→ DESCRIPTION OF THE TASK:
From the items below, return the lines from the one containing "371, row 158." through the one containing "column 33, row 17", both included, copied word for word.

→ Position identification records:
------------------------------------------------------------------------

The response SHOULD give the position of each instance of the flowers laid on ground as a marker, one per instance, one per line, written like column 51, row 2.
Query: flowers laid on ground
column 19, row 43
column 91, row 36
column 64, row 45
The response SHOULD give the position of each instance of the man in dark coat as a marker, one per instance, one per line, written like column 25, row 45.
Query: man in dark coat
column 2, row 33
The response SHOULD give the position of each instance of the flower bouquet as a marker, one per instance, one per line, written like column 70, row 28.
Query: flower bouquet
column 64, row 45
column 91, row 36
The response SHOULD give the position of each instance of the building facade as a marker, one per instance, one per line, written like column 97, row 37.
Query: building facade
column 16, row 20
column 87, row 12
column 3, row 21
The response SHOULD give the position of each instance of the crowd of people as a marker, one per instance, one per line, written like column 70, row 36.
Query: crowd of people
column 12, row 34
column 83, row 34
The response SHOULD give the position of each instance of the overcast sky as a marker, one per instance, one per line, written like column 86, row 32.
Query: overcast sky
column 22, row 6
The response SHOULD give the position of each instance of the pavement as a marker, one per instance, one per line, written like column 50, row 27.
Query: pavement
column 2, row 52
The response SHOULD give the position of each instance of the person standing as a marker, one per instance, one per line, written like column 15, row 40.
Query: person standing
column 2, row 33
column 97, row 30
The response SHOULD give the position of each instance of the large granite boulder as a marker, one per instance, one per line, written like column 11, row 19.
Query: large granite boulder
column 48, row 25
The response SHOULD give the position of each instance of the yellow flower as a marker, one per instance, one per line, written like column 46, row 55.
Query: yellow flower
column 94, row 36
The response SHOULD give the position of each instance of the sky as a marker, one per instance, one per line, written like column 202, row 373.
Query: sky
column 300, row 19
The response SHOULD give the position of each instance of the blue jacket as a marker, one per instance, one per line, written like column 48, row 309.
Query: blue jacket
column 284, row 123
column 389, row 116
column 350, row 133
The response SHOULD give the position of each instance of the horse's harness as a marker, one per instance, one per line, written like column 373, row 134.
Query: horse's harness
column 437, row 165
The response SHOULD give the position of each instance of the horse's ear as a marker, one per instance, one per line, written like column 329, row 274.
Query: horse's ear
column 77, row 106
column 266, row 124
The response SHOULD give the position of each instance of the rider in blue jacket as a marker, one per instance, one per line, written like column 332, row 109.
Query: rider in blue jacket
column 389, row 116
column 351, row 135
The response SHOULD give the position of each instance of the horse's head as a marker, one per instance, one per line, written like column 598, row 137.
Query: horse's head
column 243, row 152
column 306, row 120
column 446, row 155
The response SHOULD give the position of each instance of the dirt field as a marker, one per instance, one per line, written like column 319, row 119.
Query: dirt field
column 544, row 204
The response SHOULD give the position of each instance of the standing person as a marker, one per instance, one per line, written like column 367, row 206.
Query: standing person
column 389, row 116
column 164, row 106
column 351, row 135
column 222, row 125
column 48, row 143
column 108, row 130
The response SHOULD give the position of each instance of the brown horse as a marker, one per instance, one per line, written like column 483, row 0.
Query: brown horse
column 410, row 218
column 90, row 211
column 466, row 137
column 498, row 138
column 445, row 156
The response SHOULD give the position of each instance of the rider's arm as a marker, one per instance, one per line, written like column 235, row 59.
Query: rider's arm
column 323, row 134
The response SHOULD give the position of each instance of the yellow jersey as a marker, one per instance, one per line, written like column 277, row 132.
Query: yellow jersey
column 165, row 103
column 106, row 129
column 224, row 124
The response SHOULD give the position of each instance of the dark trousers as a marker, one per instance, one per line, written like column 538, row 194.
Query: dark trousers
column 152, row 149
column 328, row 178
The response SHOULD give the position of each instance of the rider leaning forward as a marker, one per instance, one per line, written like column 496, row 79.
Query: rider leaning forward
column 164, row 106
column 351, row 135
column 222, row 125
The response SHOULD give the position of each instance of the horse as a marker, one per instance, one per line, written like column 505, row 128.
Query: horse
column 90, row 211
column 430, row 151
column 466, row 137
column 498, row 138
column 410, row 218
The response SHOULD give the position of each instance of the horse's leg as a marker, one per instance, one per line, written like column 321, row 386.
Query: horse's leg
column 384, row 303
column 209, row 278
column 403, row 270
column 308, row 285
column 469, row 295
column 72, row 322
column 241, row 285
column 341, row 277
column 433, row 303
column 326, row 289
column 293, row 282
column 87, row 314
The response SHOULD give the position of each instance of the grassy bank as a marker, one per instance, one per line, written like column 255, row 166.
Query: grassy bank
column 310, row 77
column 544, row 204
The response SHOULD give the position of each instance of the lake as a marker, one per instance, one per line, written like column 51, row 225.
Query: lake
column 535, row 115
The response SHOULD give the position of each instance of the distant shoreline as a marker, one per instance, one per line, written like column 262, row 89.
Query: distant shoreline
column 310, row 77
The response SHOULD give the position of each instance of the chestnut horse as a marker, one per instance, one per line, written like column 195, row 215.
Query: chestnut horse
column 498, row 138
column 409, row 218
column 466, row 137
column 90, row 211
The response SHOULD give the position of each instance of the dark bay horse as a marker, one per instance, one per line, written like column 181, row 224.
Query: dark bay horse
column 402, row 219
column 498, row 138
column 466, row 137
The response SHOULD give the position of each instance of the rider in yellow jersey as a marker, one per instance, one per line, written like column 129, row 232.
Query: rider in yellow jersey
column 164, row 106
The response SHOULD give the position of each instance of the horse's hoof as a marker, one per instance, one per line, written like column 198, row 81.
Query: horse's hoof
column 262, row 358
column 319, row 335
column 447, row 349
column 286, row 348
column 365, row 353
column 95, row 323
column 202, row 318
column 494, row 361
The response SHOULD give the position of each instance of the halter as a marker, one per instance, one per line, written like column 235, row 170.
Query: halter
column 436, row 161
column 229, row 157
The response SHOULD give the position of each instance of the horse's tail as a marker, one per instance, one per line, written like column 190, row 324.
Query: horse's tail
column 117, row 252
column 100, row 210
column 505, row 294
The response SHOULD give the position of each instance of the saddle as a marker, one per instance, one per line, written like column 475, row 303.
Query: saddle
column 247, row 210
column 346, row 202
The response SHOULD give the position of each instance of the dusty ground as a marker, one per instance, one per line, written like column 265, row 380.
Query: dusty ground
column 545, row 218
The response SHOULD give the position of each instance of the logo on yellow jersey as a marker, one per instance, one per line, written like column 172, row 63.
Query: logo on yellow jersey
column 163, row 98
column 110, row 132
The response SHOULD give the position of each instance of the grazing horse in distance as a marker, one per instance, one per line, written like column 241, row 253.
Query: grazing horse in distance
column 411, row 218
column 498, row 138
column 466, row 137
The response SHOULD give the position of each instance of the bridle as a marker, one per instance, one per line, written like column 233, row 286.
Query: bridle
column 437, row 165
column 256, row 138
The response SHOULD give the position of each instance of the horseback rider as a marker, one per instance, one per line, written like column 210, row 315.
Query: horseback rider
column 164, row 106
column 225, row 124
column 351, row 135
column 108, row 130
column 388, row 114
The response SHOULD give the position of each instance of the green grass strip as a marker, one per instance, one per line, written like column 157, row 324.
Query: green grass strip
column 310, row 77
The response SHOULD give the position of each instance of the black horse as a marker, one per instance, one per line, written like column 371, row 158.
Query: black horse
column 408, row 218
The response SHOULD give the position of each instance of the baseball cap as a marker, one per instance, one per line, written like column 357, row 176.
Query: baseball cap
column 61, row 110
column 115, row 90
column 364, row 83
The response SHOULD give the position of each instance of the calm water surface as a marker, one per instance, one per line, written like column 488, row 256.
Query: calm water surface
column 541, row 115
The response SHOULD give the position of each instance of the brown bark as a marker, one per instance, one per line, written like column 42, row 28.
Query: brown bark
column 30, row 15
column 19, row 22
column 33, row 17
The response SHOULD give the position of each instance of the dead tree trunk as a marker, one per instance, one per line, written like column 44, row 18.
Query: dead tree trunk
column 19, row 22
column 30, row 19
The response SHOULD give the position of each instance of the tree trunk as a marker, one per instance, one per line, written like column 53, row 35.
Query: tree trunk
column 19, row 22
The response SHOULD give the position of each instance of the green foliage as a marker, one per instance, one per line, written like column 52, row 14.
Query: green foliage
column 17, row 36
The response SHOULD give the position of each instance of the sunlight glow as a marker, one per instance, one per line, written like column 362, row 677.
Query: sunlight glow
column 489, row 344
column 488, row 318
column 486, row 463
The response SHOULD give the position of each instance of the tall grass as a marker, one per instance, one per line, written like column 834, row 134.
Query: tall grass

------------------------------------------------------------------------

→ OUTPUT BELOW:
The response SHOULD give the position of each instance of the black horse as a marker, one per instance, one per line, written like column 371, row 158.
Query: black horse
column 408, row 218
The response SHOULD give the position of each instance of the baseball cap as a marker, one per instance, one per line, written like column 357, row 176.
Query: baseball cap
column 61, row 110
column 115, row 90
column 364, row 83
The response SHOULD give the position of each instance of the calm water surface as a marker, one per instance, one per line, written like column 488, row 256.
Query: calm water surface
column 541, row 115
The response SHOULD give the position of each instance of the brown bark as a marker, one per instance, one per line, written like column 42, row 28.
Query: brown bark
column 30, row 15
column 19, row 22
column 33, row 17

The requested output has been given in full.